Content starts

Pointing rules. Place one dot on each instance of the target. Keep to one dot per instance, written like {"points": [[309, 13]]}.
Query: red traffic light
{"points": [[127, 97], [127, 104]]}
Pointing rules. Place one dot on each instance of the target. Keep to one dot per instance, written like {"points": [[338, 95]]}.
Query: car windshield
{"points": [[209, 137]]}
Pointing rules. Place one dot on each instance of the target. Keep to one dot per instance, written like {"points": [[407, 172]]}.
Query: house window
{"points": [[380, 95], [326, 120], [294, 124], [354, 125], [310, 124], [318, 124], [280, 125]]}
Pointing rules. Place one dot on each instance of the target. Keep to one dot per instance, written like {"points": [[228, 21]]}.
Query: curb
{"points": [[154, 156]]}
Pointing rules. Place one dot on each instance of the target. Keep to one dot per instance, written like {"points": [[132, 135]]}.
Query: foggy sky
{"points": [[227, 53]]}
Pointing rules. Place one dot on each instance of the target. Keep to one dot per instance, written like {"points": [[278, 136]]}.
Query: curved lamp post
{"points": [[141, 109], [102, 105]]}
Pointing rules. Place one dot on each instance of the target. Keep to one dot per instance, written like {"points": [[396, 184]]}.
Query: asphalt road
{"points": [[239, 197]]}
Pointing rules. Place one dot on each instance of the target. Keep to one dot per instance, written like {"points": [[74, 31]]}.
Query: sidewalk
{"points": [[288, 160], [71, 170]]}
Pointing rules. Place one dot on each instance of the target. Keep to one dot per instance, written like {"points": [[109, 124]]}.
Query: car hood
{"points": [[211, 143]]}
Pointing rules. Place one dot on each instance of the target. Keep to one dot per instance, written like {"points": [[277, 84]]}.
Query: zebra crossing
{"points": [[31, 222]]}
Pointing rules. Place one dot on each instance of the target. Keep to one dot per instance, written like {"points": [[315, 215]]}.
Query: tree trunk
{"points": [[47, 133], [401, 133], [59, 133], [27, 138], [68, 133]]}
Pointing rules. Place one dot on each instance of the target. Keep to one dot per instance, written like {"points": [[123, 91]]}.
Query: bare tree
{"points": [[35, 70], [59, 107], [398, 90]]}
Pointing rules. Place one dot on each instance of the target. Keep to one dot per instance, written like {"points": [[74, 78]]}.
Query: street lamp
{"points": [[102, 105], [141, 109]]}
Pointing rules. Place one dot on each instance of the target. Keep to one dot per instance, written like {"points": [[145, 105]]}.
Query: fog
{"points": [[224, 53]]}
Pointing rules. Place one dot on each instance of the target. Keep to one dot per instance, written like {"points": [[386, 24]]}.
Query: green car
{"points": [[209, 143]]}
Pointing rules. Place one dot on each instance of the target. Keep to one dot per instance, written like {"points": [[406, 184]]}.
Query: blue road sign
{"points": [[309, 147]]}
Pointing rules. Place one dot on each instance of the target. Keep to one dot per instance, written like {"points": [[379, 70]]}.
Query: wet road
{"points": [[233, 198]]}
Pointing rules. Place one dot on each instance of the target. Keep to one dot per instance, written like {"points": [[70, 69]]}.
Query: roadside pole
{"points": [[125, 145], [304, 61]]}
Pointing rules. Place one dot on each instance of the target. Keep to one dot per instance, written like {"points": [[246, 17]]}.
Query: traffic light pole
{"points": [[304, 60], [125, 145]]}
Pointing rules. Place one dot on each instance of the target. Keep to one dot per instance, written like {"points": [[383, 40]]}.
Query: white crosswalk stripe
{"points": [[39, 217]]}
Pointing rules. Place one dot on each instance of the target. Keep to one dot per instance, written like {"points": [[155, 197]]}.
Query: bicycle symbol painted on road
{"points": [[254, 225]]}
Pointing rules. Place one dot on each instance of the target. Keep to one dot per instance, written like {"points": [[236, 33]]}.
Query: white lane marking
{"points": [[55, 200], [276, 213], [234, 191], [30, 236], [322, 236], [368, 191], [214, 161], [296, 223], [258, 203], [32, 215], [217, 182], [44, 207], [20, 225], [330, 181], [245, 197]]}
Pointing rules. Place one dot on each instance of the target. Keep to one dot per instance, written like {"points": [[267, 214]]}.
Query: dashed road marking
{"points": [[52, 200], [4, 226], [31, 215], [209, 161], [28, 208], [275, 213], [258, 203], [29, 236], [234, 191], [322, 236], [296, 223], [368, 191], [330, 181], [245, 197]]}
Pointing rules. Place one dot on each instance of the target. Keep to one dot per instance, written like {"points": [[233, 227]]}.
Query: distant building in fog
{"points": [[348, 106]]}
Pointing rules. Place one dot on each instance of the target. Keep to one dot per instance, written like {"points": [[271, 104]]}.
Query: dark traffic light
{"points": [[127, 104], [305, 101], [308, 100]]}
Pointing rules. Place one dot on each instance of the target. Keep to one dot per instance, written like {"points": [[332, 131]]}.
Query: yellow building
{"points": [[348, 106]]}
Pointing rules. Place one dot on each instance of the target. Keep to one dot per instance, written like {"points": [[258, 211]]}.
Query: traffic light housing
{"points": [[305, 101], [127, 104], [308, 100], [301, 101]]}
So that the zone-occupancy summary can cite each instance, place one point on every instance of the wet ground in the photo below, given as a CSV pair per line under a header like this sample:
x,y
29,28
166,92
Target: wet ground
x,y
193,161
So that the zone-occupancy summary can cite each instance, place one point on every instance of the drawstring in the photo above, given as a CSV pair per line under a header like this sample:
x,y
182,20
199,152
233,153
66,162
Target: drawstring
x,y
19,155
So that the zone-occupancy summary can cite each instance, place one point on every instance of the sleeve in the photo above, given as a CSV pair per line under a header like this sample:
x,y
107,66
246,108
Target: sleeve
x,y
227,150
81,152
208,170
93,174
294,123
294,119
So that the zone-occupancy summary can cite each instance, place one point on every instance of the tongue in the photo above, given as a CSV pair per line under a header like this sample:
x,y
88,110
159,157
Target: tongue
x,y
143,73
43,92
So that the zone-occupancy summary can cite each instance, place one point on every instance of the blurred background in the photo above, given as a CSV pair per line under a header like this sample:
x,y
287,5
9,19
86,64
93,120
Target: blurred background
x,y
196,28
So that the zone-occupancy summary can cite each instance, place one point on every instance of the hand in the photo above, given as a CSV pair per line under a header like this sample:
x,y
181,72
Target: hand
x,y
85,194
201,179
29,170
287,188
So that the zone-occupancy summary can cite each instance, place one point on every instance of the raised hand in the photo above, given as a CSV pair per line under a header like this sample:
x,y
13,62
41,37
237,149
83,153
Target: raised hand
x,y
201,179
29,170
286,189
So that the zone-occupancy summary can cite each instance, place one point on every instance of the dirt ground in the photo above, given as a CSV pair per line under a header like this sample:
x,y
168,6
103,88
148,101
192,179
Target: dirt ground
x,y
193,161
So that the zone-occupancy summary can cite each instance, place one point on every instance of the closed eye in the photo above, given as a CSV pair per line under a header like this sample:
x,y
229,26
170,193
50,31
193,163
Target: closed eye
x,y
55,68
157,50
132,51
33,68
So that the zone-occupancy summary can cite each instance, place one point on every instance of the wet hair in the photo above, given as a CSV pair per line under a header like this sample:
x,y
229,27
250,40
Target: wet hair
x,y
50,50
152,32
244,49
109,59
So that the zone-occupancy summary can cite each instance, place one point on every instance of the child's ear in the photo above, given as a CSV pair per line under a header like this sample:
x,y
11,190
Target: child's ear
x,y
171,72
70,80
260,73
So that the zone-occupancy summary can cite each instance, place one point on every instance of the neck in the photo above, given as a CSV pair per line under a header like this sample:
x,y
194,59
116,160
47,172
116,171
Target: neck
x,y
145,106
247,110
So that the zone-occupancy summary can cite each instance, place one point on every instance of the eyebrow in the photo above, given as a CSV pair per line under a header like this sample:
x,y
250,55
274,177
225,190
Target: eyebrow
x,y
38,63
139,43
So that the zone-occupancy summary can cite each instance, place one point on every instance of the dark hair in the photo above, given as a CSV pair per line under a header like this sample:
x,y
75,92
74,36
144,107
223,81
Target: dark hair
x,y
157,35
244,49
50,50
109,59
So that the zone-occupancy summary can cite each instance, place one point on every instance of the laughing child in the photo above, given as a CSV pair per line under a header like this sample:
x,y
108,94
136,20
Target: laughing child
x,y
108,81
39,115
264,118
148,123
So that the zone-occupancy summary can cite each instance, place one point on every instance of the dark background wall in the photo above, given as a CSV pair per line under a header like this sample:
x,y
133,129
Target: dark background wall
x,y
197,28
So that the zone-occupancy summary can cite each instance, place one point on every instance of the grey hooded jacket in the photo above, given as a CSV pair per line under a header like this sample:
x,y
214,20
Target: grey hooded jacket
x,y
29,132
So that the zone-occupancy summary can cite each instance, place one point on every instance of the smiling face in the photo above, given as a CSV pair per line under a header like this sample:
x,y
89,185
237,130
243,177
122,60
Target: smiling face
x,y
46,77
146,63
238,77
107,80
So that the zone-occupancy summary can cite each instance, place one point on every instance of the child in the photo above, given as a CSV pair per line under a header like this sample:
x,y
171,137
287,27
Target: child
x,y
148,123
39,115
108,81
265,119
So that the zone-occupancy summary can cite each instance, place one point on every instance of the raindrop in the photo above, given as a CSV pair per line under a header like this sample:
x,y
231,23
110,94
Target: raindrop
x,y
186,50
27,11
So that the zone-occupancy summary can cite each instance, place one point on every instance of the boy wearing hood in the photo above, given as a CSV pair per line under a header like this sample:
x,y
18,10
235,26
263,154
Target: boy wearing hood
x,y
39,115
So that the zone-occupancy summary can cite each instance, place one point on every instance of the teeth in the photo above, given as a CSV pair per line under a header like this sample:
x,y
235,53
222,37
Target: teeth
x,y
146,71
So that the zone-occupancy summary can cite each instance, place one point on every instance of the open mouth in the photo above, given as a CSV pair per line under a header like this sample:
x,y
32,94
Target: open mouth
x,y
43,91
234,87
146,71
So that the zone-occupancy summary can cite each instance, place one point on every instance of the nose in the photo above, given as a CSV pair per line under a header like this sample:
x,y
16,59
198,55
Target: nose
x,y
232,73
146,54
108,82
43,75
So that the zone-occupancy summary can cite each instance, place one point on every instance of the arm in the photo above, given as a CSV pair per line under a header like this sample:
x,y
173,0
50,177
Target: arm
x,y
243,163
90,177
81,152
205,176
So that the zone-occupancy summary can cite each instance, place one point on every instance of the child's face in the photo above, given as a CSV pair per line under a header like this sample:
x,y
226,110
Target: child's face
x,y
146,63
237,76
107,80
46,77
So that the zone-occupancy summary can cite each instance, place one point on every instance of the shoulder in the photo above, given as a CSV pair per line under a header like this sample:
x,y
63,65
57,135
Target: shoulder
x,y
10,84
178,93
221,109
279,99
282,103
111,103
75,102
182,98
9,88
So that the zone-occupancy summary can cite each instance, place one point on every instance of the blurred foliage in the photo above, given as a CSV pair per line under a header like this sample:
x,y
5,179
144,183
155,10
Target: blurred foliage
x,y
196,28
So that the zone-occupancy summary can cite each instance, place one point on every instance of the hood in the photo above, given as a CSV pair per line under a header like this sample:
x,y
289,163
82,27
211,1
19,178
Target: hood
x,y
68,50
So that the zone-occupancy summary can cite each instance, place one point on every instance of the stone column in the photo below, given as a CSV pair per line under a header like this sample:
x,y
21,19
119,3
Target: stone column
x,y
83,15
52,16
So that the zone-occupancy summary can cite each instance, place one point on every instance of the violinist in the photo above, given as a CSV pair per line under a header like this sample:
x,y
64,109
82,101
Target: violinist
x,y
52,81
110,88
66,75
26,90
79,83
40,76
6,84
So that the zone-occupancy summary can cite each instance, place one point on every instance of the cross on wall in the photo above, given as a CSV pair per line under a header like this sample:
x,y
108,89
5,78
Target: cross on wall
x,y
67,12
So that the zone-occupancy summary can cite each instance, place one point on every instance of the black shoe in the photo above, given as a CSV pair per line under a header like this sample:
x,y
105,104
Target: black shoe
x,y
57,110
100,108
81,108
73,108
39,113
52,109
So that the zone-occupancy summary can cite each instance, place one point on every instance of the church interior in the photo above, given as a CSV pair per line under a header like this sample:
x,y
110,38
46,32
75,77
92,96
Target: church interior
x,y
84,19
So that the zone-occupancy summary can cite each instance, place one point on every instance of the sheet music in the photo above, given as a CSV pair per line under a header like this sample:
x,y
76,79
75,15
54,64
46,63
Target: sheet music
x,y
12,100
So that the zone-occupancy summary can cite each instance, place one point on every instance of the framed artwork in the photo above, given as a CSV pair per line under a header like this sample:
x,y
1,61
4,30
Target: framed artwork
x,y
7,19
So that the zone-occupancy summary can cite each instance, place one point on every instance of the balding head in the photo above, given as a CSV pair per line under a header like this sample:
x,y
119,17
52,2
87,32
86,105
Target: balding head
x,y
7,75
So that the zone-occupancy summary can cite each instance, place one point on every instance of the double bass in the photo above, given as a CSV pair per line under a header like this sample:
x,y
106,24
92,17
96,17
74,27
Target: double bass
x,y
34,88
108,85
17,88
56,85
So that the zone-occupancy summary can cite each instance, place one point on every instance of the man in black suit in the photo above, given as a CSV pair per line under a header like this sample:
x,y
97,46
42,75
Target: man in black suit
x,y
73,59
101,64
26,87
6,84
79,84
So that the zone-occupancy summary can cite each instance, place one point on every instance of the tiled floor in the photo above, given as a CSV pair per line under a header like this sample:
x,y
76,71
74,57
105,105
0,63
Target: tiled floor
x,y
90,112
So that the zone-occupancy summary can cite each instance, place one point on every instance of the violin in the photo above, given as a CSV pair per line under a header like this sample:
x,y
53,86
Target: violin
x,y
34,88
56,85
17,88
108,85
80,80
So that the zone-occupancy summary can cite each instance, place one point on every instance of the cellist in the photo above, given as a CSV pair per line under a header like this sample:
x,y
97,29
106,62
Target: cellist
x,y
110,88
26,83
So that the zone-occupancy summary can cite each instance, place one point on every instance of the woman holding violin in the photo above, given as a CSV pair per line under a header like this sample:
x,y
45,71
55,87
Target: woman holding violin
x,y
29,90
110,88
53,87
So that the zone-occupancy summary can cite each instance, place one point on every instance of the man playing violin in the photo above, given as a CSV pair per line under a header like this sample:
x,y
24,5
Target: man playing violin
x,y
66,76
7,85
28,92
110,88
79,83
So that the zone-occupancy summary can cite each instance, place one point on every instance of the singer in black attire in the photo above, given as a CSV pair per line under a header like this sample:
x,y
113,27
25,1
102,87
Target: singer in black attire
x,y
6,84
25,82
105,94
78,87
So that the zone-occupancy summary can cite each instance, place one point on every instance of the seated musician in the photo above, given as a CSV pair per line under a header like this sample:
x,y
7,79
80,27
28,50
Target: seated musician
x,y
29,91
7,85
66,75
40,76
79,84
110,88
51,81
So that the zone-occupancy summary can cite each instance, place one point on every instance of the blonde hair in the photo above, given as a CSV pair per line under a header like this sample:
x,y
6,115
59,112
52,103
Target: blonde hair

Content ends

# TASK PROMPT:
Among the entries above, identify all lines with "blonde" and copy them.

# FINISHED TASK:
So that the zone-occupancy summary can cite each instance, place one point on every instance of the blonde hair in the photo above, given as a CSV pair per line under a header like this sample:
Target: blonde hair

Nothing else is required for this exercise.